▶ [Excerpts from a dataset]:
----------------------------------------

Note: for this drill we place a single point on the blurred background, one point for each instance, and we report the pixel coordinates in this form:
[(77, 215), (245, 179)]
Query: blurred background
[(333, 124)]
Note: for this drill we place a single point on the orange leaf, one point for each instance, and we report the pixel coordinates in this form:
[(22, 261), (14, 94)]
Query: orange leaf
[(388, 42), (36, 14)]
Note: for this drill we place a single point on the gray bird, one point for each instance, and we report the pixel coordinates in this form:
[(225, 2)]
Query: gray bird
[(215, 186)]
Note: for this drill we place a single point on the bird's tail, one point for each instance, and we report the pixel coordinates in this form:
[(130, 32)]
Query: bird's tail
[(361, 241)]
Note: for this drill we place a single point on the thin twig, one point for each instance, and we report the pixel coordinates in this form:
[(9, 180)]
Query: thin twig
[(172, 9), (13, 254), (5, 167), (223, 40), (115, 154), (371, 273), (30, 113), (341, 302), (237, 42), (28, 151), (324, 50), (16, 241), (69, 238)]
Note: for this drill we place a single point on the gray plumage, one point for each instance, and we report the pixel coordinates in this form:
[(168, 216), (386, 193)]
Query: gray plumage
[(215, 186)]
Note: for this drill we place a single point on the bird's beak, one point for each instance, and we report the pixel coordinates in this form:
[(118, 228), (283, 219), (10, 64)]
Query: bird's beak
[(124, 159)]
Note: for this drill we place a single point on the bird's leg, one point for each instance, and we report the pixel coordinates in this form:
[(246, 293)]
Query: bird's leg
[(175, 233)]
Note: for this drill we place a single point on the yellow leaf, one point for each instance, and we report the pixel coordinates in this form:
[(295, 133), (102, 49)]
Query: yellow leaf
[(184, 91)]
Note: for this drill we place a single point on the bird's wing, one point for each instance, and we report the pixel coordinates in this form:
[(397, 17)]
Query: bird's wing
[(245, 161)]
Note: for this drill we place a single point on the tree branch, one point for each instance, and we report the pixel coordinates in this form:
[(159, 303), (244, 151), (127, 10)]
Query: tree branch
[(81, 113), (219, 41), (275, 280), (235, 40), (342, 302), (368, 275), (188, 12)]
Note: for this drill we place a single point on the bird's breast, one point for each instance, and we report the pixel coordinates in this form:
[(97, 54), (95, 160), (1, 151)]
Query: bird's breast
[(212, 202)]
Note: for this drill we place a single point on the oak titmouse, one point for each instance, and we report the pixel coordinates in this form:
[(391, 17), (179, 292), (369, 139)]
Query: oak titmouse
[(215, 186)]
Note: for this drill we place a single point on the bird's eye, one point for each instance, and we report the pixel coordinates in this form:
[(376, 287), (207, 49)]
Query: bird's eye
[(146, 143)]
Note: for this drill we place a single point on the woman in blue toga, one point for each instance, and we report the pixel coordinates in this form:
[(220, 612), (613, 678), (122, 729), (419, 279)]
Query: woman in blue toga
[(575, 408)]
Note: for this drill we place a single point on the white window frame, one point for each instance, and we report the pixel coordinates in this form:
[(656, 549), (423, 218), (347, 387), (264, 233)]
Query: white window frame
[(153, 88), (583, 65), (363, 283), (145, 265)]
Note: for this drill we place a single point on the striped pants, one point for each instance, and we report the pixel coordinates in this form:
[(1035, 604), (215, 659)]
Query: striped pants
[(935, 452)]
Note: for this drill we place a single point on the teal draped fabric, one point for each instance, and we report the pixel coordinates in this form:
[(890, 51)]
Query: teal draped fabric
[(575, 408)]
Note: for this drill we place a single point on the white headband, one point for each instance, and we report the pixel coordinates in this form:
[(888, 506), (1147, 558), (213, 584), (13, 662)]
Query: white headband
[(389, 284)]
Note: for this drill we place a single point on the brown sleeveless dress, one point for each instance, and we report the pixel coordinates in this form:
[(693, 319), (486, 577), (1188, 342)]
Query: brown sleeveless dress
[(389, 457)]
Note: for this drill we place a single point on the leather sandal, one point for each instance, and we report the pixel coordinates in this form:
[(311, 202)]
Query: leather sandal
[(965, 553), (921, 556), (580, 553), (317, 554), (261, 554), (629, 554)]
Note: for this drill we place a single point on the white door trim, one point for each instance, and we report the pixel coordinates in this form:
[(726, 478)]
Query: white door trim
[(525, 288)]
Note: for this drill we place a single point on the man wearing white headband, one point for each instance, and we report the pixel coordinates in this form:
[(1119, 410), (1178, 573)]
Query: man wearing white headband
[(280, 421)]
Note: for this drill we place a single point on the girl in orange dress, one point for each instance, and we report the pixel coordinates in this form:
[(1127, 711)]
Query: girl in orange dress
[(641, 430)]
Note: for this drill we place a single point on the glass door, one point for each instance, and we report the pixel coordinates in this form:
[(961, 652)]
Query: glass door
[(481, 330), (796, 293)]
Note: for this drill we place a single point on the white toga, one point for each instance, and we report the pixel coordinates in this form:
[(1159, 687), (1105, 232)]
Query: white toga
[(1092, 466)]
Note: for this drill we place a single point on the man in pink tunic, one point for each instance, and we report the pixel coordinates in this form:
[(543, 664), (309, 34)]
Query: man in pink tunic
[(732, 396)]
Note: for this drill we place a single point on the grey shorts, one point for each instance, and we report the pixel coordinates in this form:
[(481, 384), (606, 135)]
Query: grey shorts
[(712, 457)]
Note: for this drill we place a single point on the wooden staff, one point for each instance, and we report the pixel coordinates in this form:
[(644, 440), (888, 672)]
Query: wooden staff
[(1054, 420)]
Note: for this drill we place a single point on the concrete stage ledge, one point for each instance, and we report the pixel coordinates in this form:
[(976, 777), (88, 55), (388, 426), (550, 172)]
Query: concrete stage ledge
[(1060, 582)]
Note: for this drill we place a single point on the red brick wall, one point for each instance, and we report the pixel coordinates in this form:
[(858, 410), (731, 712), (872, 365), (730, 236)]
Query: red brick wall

----------------------------------------

▶ [EXERCISE]: Output the complete data exactly as written.

▶ [REPLY TO THE TASK]:
Note: for this drill we place a single point on the blurred background, one point for each instance, and we report the pixel coordinates in this form:
[(77, 215), (245, 179)]
Query: blurred background
[(333, 124)]
Note: for this drill we place a single point on the orange leaf, one point for each instance, and we report the pixel coordinates in this form:
[(22, 261), (14, 94)]
Query: orange leaf
[(388, 42), (36, 14)]
Note: for this drill we place a single point on the gray bird, one point for each instance, and we report the pixel coordinates in this form:
[(225, 2)]
Query: gray bird
[(215, 186)]
Note: for this drill we place a single point on the bird's tail, one point for each instance, and we report the pixel coordinates in this form:
[(130, 32)]
Query: bird's tail
[(361, 241)]
Note: for this drill we place a single point on the thin twig, one point for each instance, and we report the pixel coordinates in this form:
[(9, 180)]
Query: thin twig
[(172, 9), (13, 254), (5, 167), (223, 40), (115, 154), (371, 273), (30, 113), (341, 302), (237, 42), (28, 151), (324, 50), (16, 241), (69, 238)]
Note: for this drill we place a single point on the gray plumage, one point for each instance, and we report the pixel coordinates in this form:
[(168, 216), (386, 193)]
Query: gray plumage
[(215, 186)]
Note: for this drill we place a single point on the bird's beak, one point for each instance, and we report the pixel coordinates in this form:
[(118, 228), (283, 219), (10, 64)]
Query: bird's beak
[(124, 159)]
Note: for this drill we place a single point on the bird's leg, one point for each instance, and we report the pixel coordinates in this form:
[(246, 293)]
Query: bird's leg
[(175, 233)]
Note: for this drill we place a single point on the yellow leaf, one point for each instance, and we report the pixel coordinates in this form:
[(295, 133), (102, 49)]
Query: yellow leaf
[(184, 91)]
Note: for this drill we place a single point on the bird's wing, one point for each instance, and we report the pixel coordinates in this form:
[(397, 17)]
Query: bird's wing
[(245, 161)]
Note: for this drill we place a single point on the tree branch, one point for each instance, and we report the pixel coordinates in this form:
[(159, 303), (244, 151), (127, 10)]
Query: tree branch
[(81, 113), (219, 41), (275, 280), (235, 40), (342, 302), (368, 275), (188, 12)]
Note: for this drill we place a single point on the bird's breast, one point for each instance, and we report the pixel coordinates in this form:
[(97, 54), (95, 160), (1, 151)]
Query: bird's breast
[(212, 202)]
Note: for this drill we place a single point on the oak titmouse, one point for each instance, and we report the pixel coordinates in this form:
[(391, 17), (179, 292), (369, 139)]
Query: oak titmouse
[(215, 186)]
Note: for this drill we place a single point on the bird's eye, one point for each instance, and we report the pixel coordinates in this form:
[(376, 287), (207, 49)]
Query: bird's eye
[(146, 143)]
Note: for this drill we place a single point on the woman in blue toga, one point for each instance, and we report the pixel coordinates in this form:
[(220, 612), (613, 678), (122, 729), (419, 279)]
Query: woman in blue toga
[(575, 408)]
Note: for this drill we place a single point on the white window frame, one point for each instance, and we report the pixel coordinates in this form:
[(656, 549), (423, 218), (347, 387), (264, 233)]
Query: white window frame
[(153, 88), (583, 65), (363, 283), (145, 265)]
Note: for this drill we place a single point on the striped pants, one point for each instance, and we report the pixel coordinates in this form:
[(1035, 604), (215, 659)]
Query: striped pants
[(935, 452)]
Note: for this drill we place a single point on the teal draped fabric, one point for each instance, and we report the pixel coordinates in this form:
[(890, 51)]
Query: teal draped fabric
[(575, 408)]
Note: for this drill we place a single point on the white headband, one point for each instance, and we report the pixel coordinates in this form:
[(888, 506), (1147, 558), (213, 584), (13, 662)]
Query: white headband
[(389, 284)]
Note: for this drill we place a single point on the brown sleeveless dress, one point for each instance, and we report the pixel coordinates in this form:
[(693, 319), (486, 577), (1188, 342)]
Query: brown sleeveless dress
[(389, 457)]
Note: for this drill we place a single point on the leather sandal, one point for each instance, and we report the pixel coordinates in this form:
[(311, 202)]
Query: leather sandal
[(965, 553), (921, 556), (580, 553), (317, 554), (261, 554), (629, 554)]
Note: for this drill we place a single point on the white door trim, one point for each instance, and we report the pixel coordinates in this form:
[(726, 478)]
Query: white door trim
[(525, 288)]
Note: for this drill we place a single point on the man wearing white headband, one point for each instance, and we report the pixel coordinates in this form:
[(1119, 410), (1178, 573)]
Query: man wearing white headband
[(280, 421)]
Note: for this drill we place a single point on the girl in orange dress, one point for each instance, and we report the pixel coordinates in this form:
[(1127, 711)]
Query: girl in orange dress
[(641, 430)]
Note: for this drill we place a single point on the glass door, one point for each instance, and we report the pixel coordinates in this form:
[(961, 652)]
Query: glass door
[(481, 330), (796, 293)]
Note: for this drill we place a single point on the white toga, one point for each instance, and we report the pixel coordinates in this form:
[(1159, 687), (1105, 232)]
Query: white toga
[(1092, 466)]
Note: for this drill we place a single point on the man in pink tunic, one point for each instance, and we report the pixel coordinates in this form:
[(543, 664), (309, 34)]
Query: man in pink tunic
[(732, 396)]
Note: for this drill we place a single point on the grey shorts, one point for each instance, and we report the pixel coordinates in this form:
[(481, 384), (606, 135)]
Query: grey shorts
[(712, 457)]
Note: for this drill we place a single point on the wooden staff, one point for each instance, and we report the pixel coordinates in this form:
[(644, 440), (888, 672)]
Query: wooden staff
[(1054, 420)]
Note: for this drill we place a single point on the concrete stage ledge, one point for each instance, and we report the pixel coordinates in this form:
[(976, 777), (88, 55), (388, 426), (550, 172)]
Query: concrete stage ledge
[(1060, 582)]
Note: for this drill we place a single point on the red brick wall, one point for each instance, and we report the pixel coordinates in this form:
[(858, 410), (731, 712), (872, 365), (730, 236)]
Query: red brick wall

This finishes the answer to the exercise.